• **CONSIGNE DONNÉE 1**: D'après l'extrait sur la grève des pilotes de SAS, combien de temps avant le début de la grève le préavis avait-il été déposé ?
• **CONSIGNE DONNÉE 2**: Recopiez mot pour mot le passage de l'extrait sur la grève des pilotes de SAS, de « La compagnie aérienne » à « titre du règlement. ».

Les faits relatifs à cette affaire remontent à avril 2019, lorsqu’un passager de la compagnie SAS avait vu son vol de Malmö à Stockholm annulé en raison d’une grève des pilotes de SAS (au Danemark, en Suède et en Norvège). Cette grève s’inscrivait dans le cadre des négociations en vue de la conclusion d’une nouvelle convention collective de travail et était notamment destinée à obtenir une augmentation de salaire. Le préavis de grève avait été déposé, conformément au droit suédois, une semaine avant le début de celle-ci.
Le passager ayant cédé son éventuel droit à indemnisation à Airhelp, une société internationale de défense des droits des passagers aériens, cette dernière avait introduit devant les tribunaux suédois une demande visant à obtenir l’indemnisation prévue par le règlement n° 261/2004 sur les droits des passagers aériens, en cas d’annulation d’un vol.
La compagnie aérienne SAS refusait d’accorder cette indemnisation estimant que la grève de leurs pilotes relevait de la notion de « circonstance extraordinaire » au sens de l’article 5, paragraphe 3 du Règlement n° 261/2004. Cette disposition précise en effet que si le transporteur aérien prouve que l’annulation résulte de circonstances extraordinaires qui n’auraient pas pu être évitées même si toutes les mesures raisonnables avaient été prises, il n’est pas tenu de verser d’indemnisation au titre du règlement.
SAS invoquait que la grève relevait de cette disposition en raison du fait qu’il s’agissait d’un événement satisfaisant aux conditions mises en évidence par la CJUE dans sa jurisprudence pour bénéficier de l’exonération, à savoir que la circonstance en question « échappe à la maitrise effective du transporteur aérien » et qu’elle n’est pas « inhérente à l’exercice normal de son activité de fourniture des services de transport aérien ». A l’inverse, Airhelp soutenait qu’une grève ne constituait pas une telle circonstance permettant l’exonération du paiement de l’indemnisation puisque la grève était survenue dans le cadre d’une négociation concernant la conclusion d’une convention collective de travail, ce qui s’inscrit dans le cours ordinaire des affaires d’une compagnie aérienne.
Suite à une demande d'interprétation soumise par le juge national saisi dans ce cadre, la Cour de justice a tranché la question et a jugé qu’un mouvement de grève, mené dans le respect de la législation nationale, entamé par le personnel d’un transporteur aérien et lié à des revendications concernant les relations de travail entre ledit transporteur et son personnel, si ces revendications sont susceptibles d’être traitées dans le cadre du dialogue social interne à l’entreprise, ne relève pas de la notion de « circonstance extraordinaire », au sens du Règlement n° 261/2004.

• **DONNÉES FOURNIES**:
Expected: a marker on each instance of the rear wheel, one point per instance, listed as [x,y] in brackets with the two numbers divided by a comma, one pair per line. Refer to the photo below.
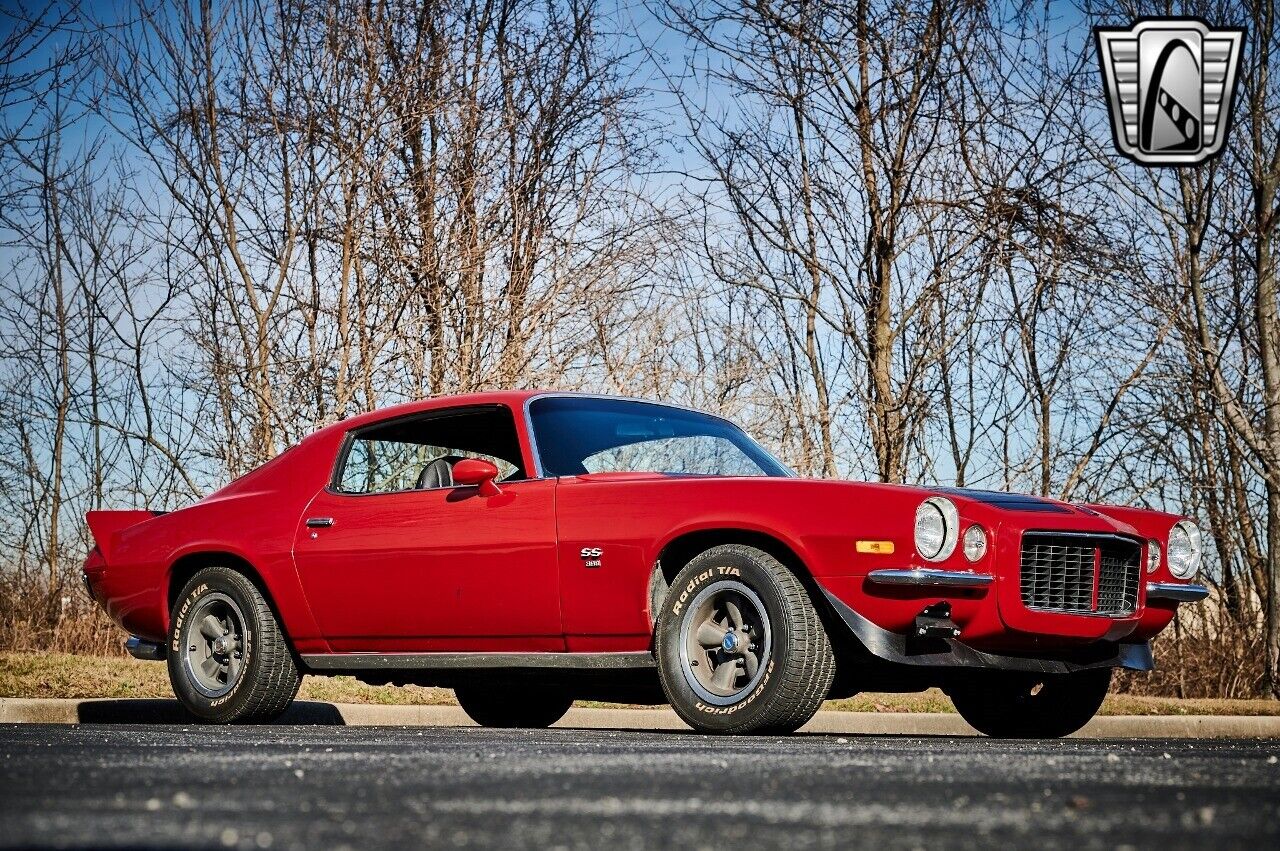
[498,707]
[228,659]
[740,646]
[1015,705]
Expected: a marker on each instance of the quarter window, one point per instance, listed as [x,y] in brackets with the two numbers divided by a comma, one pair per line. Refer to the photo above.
[419,453]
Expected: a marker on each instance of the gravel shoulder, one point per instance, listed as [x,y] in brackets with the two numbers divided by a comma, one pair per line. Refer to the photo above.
[49,675]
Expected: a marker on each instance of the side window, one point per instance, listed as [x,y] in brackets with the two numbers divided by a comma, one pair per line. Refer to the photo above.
[420,452]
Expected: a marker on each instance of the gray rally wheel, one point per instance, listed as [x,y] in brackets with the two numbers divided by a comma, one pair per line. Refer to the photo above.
[740,645]
[228,658]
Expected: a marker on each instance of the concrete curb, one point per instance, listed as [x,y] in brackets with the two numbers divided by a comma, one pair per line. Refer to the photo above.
[22,710]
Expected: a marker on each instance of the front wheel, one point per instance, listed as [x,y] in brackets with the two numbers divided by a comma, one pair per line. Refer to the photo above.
[1015,705]
[740,646]
[228,658]
[512,708]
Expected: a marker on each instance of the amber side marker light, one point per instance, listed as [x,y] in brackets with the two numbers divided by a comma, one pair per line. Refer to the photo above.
[880,548]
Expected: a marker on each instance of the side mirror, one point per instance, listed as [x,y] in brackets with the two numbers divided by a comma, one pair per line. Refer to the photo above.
[474,471]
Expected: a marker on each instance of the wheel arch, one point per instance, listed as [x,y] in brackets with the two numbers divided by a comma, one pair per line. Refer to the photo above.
[191,563]
[682,548]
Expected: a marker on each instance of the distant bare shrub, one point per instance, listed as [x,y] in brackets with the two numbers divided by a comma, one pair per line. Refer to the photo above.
[33,617]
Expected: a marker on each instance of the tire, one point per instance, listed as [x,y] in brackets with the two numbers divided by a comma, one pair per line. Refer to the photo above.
[1014,705]
[512,708]
[228,659]
[773,680]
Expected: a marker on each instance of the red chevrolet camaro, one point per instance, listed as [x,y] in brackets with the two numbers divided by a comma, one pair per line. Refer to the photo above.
[531,549]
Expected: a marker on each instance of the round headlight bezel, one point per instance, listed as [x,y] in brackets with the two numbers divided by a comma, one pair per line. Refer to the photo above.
[946,512]
[1184,534]
[974,543]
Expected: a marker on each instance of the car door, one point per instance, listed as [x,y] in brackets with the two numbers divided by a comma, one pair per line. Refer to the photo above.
[397,564]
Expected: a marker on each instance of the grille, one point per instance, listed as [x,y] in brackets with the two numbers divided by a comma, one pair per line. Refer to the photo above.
[1080,573]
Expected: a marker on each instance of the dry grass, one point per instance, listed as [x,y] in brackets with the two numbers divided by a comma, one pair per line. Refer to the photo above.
[58,675]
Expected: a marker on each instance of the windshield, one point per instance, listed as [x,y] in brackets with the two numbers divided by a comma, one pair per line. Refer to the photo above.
[576,435]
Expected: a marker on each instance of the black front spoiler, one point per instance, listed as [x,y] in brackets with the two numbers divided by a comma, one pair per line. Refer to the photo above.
[951,653]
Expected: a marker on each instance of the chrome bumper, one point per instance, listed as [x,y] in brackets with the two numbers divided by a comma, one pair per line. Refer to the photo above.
[1176,591]
[931,577]
[144,649]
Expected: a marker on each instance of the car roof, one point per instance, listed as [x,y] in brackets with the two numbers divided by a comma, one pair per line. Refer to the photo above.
[512,398]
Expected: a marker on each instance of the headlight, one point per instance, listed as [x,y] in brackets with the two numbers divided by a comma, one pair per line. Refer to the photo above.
[937,525]
[1184,549]
[974,543]
[1152,556]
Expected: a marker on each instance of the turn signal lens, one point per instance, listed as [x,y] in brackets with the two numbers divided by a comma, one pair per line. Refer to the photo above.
[974,543]
[878,548]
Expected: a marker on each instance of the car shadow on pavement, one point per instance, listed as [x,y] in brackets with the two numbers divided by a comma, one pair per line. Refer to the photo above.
[170,712]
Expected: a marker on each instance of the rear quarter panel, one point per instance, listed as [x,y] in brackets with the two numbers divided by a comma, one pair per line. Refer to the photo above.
[254,518]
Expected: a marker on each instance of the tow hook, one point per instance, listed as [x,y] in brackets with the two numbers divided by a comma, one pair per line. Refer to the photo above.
[935,622]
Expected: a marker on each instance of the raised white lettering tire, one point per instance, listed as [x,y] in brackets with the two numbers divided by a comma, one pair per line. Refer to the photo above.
[228,659]
[740,646]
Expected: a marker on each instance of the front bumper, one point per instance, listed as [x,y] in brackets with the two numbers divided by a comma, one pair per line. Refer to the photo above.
[952,653]
[1176,591]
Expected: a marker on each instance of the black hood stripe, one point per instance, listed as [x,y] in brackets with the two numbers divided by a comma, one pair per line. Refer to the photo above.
[1008,502]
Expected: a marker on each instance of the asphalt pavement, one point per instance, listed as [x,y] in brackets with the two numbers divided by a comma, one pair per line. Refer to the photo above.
[321,787]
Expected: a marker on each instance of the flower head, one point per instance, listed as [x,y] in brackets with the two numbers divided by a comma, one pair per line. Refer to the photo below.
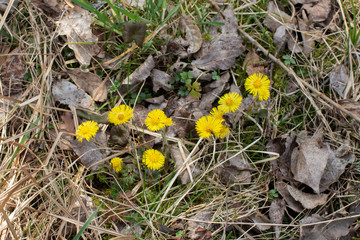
[153,159]
[207,125]
[120,114]
[116,164]
[157,120]
[217,113]
[87,130]
[224,131]
[230,102]
[258,84]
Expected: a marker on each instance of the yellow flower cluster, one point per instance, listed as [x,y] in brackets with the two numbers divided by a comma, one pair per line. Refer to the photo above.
[87,130]
[153,159]
[258,85]
[157,120]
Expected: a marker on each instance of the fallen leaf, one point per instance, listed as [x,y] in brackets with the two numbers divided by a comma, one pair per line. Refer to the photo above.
[12,73]
[260,218]
[335,165]
[213,91]
[308,200]
[90,83]
[281,188]
[251,63]
[224,48]
[276,214]
[235,171]
[192,34]
[339,78]
[76,25]
[334,230]
[318,12]
[179,162]
[160,79]
[68,94]
[90,153]
[193,227]
[134,32]
[309,160]
[142,72]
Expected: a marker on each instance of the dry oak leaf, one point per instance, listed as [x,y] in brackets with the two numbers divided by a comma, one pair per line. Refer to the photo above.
[224,48]
[69,94]
[308,200]
[90,83]
[308,161]
[76,25]
[193,34]
[142,72]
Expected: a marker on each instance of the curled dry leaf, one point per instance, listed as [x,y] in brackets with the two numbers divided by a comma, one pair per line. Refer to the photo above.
[179,159]
[224,48]
[76,25]
[308,200]
[68,94]
[308,162]
[142,72]
[160,79]
[193,227]
[193,34]
[339,78]
[318,12]
[90,83]
[90,153]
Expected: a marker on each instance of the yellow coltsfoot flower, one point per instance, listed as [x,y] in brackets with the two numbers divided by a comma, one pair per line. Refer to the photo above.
[87,130]
[258,85]
[153,159]
[208,125]
[230,102]
[157,120]
[116,164]
[120,114]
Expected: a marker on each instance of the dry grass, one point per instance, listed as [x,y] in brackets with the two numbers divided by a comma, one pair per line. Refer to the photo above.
[45,193]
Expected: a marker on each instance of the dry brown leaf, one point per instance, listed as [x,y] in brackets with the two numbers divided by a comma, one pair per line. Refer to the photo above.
[339,78]
[213,91]
[90,153]
[308,200]
[276,18]
[251,63]
[281,187]
[12,73]
[179,162]
[193,227]
[276,214]
[76,25]
[223,48]
[90,83]
[336,165]
[142,72]
[160,79]
[309,160]
[318,12]
[261,218]
[68,94]
[193,34]
[334,230]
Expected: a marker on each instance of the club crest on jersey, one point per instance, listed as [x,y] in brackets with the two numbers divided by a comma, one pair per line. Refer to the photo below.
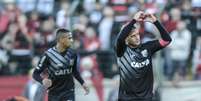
[144,53]
[71,62]
[59,65]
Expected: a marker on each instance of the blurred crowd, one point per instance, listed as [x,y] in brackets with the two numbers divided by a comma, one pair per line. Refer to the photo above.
[27,29]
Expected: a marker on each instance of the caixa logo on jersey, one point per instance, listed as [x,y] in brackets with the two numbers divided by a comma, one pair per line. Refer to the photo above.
[63,71]
[140,64]
[144,53]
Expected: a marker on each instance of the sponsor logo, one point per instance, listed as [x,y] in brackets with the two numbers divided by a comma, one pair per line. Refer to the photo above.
[140,64]
[63,72]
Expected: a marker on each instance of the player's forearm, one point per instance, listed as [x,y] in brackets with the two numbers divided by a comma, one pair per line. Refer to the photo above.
[36,76]
[163,32]
[126,30]
[79,78]
[166,39]
[120,42]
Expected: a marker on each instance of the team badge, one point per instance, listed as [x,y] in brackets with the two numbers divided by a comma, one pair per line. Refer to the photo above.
[59,65]
[71,62]
[144,53]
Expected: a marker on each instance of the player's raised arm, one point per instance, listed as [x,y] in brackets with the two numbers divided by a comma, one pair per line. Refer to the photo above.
[42,65]
[77,75]
[166,39]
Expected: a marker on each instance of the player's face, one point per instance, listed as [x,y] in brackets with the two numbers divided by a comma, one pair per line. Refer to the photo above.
[67,40]
[134,38]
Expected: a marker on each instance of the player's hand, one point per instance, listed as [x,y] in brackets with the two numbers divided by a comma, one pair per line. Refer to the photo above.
[86,88]
[150,18]
[139,16]
[47,82]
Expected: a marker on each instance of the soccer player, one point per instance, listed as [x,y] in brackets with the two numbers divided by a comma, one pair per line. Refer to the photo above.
[135,59]
[60,62]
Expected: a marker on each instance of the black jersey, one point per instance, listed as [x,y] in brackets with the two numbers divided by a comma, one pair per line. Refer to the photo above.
[135,64]
[61,68]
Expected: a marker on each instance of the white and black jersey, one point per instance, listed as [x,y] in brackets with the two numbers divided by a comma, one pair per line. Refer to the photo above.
[61,68]
[135,64]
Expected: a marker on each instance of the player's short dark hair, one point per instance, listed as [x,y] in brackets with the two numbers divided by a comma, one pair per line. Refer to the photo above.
[60,32]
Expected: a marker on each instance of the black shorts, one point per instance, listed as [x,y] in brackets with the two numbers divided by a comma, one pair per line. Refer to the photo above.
[64,96]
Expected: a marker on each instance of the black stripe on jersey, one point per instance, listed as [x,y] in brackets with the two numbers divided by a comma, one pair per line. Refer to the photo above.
[51,71]
[127,60]
[54,57]
[124,69]
[124,77]
[126,53]
[127,69]
[61,58]
[54,65]
[128,66]
[124,81]
[52,68]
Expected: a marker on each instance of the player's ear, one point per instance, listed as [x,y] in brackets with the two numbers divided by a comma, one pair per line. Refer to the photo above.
[126,40]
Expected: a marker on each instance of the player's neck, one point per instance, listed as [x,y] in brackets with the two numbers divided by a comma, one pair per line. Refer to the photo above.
[60,48]
[133,46]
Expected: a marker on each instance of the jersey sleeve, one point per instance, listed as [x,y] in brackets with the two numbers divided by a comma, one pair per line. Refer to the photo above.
[76,72]
[154,46]
[42,65]
[120,45]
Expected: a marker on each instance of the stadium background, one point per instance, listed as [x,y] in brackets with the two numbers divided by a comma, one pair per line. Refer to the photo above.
[27,29]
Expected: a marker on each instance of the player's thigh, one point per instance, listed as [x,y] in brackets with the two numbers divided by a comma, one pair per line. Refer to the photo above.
[69,97]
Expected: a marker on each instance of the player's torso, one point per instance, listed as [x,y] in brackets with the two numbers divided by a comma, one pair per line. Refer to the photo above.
[136,61]
[136,71]
[60,71]
[60,65]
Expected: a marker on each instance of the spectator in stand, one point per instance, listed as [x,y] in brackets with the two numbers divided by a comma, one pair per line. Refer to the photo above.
[197,60]
[179,51]
[105,28]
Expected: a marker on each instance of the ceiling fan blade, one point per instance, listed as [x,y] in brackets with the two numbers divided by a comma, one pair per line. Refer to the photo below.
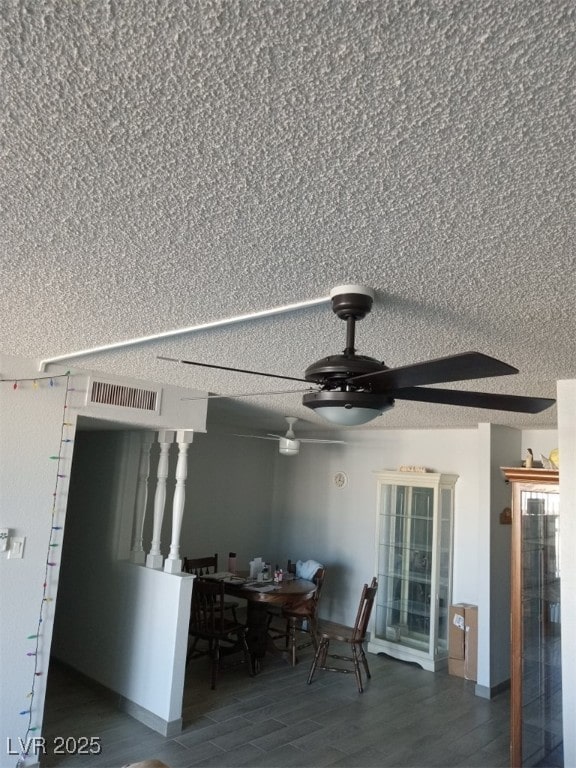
[236,395]
[517,403]
[466,365]
[313,440]
[226,368]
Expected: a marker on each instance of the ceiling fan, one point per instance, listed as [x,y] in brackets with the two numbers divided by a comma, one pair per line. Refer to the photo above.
[353,389]
[289,444]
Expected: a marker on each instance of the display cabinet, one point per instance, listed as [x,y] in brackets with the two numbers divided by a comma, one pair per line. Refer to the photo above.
[415,512]
[535,661]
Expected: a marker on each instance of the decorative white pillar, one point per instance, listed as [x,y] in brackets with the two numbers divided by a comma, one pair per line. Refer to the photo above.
[137,555]
[154,559]
[173,562]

• **RÉPONSE DÉTAILLÉE 1**: Une semaine avant le début de la grève.

• **RÉPONSE DÉTAILLÉE 2**:
La compagnie aérienne SAS refusait d’accorder cette indemnisation estimant que la grève de leurs pilotes relevait de la notion de « circonstance extraordinaire » au sens de l’article 5, paragraphe 3 du Règlement n° 261/2004. Cette disposition précise en effet que si le transporteur aérien prouve que l’annulation résulte de circonstances extraordinaires qui n’auraient pas pu être évitées même si toutes les mesures raisonnables avaient été prises, il n’est pas tenu de verser d’indemnisation au titre du règlement.